- **TASK STATEMENT**: Format every line of the records below as a JSON list of strings, one string per line, with blank lines and pictures omitted.

- **RECORDS FOR THE TASK**:
- - - -
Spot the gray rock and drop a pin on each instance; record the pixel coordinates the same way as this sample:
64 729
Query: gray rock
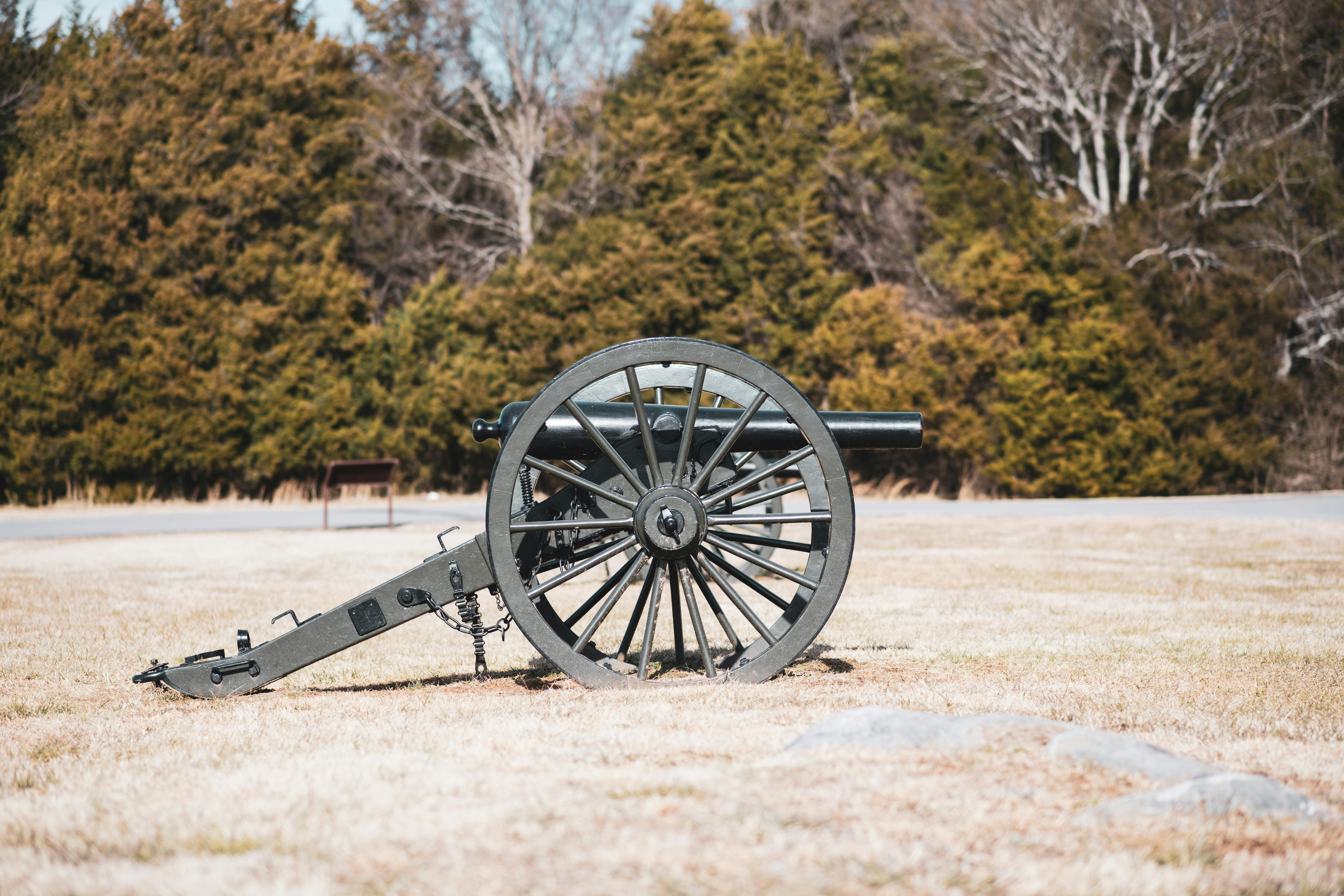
1216 794
908 730
1123 753
1207 788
- - - -
- **REPLY TO THE TASK**:
[
  "Spot the gray rock and drop a pin on each instance; record the pixel coordinates the same way as this sample:",
  "64 729",
  "Query: gray rock",
  "1216 794",
  "908 730",
  "1123 753",
  "1207 788"
]